- [Article]:
Oats come in different shapes and forms. However, almost all variations have the same nutritional values based on the fact that the whole oat groat is used in the production process.

  • Whole oat groat kernels: unbroken oat kernels (groats) that are separated from the inedible hulls and stalks after the harvest
  • Pinhead oats (steel cut oats): groats that are cut into two or three pieces with a sharp metal blade
  • Jumbo rolled oats: oat groats that have been softened with steam and then flattened between rollers
  • Rolled oats: pinhead oat pieces that have been steamed and rolled into flakes
  • Oatmeal: stone-ground oats of varying sizes (coarse, medium, fine)
  • Oat flour: finer than oatmeal, made by grinding and sieving oats
  • Oat bran: the outer layer of the oat kernel that is ground into a coarse meal

Oat bread recipes

What I love about all of the following oat bread recipes is the velvety texture of the crumb and added richness the oats provide. Try one or all of these and find fall in love with oat breads!

Homemade whole oat bread recipe

A light yet deliciously wholesome loaf of bread using whole oat groats and a small amount of fine oatmeal in combination with strong wheat flour.

Whole oat groats bread
Whole oat groats bread
  • 70g whole oat groats
  • 400g strong white bread flour
  • 50g fine oatmeal
  • 7g dried yeast
  • 10g salt
  • 80 g grated apple (no skin)

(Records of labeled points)
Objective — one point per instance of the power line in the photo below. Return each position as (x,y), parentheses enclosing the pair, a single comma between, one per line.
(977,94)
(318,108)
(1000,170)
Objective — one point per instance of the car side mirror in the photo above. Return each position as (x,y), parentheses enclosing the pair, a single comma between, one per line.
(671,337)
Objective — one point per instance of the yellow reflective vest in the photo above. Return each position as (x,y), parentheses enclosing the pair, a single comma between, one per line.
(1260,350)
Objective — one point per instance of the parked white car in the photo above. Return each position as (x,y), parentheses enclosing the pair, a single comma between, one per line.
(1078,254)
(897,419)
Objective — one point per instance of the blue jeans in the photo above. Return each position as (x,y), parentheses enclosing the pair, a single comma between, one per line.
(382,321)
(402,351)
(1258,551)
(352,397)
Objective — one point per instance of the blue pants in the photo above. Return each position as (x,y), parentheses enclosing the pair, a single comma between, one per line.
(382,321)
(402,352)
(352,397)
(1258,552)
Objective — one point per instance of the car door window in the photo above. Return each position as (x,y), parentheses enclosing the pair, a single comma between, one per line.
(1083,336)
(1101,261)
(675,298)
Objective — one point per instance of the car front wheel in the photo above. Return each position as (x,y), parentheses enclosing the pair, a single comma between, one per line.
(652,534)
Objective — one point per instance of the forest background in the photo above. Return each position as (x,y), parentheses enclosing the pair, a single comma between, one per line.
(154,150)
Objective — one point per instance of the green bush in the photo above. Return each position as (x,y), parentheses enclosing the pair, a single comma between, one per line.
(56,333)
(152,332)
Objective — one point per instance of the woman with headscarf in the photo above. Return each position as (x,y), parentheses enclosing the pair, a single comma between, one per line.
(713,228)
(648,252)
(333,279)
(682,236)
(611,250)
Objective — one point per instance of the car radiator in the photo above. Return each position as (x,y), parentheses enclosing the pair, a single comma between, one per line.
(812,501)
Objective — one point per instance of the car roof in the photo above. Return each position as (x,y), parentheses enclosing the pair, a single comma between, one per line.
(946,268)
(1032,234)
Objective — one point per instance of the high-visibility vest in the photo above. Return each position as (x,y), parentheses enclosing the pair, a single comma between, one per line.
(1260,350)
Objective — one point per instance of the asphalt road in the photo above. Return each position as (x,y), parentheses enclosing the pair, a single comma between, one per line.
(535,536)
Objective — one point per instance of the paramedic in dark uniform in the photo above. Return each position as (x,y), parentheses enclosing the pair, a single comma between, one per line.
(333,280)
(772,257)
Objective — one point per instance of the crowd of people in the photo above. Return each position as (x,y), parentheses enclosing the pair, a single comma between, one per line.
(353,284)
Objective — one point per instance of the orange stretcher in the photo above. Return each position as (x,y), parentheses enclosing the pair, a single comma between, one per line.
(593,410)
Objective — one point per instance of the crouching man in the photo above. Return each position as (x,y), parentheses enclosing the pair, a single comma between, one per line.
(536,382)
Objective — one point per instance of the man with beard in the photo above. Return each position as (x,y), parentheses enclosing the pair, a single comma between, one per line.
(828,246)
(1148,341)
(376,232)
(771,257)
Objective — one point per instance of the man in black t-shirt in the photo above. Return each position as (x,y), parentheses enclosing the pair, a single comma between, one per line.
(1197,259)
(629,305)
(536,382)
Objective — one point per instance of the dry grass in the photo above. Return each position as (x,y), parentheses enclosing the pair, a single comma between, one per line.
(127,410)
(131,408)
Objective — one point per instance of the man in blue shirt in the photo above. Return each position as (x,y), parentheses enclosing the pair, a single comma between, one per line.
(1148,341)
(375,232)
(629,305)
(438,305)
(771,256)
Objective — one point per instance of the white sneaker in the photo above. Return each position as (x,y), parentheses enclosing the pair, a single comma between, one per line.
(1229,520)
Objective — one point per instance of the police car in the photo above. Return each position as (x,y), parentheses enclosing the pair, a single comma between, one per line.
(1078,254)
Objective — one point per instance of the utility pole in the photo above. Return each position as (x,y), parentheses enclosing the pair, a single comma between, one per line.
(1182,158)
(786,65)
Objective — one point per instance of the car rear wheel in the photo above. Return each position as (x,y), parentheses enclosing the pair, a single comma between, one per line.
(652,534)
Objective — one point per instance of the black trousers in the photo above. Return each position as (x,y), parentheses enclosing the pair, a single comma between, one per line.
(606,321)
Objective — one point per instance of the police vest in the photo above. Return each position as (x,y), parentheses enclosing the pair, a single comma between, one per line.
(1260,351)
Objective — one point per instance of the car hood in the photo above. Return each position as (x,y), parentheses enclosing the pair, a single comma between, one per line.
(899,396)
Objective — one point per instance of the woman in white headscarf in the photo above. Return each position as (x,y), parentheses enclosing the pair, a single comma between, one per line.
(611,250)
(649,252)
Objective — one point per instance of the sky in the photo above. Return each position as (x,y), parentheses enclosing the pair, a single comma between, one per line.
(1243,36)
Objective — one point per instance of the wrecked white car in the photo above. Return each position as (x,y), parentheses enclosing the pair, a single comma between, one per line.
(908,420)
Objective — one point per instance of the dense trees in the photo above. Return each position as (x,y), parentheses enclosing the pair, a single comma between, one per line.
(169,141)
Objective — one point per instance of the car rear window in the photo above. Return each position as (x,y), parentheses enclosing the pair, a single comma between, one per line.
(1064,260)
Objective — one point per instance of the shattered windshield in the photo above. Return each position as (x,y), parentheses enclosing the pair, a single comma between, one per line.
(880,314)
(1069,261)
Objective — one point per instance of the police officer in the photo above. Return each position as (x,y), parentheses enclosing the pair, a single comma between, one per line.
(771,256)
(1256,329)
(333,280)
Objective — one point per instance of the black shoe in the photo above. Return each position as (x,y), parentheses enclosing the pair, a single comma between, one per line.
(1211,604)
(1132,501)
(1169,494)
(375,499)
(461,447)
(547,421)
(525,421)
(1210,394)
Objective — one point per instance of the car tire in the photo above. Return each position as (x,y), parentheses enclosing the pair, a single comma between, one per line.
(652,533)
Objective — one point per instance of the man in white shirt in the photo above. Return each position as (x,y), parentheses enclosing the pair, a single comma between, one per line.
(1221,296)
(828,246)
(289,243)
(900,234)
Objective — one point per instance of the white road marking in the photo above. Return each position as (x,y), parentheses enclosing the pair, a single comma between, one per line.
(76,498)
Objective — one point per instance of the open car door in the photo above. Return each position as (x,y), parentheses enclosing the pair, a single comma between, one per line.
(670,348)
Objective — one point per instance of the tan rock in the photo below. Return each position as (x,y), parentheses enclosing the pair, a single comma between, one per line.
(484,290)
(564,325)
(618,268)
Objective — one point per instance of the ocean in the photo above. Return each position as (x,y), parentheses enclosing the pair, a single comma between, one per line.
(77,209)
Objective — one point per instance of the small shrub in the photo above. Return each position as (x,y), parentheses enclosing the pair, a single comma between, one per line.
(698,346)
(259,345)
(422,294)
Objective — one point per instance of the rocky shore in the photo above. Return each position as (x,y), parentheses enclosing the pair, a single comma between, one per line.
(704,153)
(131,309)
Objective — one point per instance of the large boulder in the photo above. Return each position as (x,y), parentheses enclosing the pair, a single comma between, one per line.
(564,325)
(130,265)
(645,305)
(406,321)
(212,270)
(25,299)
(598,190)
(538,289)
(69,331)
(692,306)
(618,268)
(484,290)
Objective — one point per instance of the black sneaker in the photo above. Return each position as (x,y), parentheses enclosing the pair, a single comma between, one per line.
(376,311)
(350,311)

- [The request]:
Answer these questions about the oats article above.
(a) How are pinhead oats made?
(b) What part of the oat kernel is oat bran?
(c) How much grated apple goes into the whole oat groats bread?

- [Output of the task]:
(a) Oat groats are cut into two or three pieces with a sharp metal blade.
(b) The outer layer, ground into a coarse meal.
(c) 80 g, with no skin.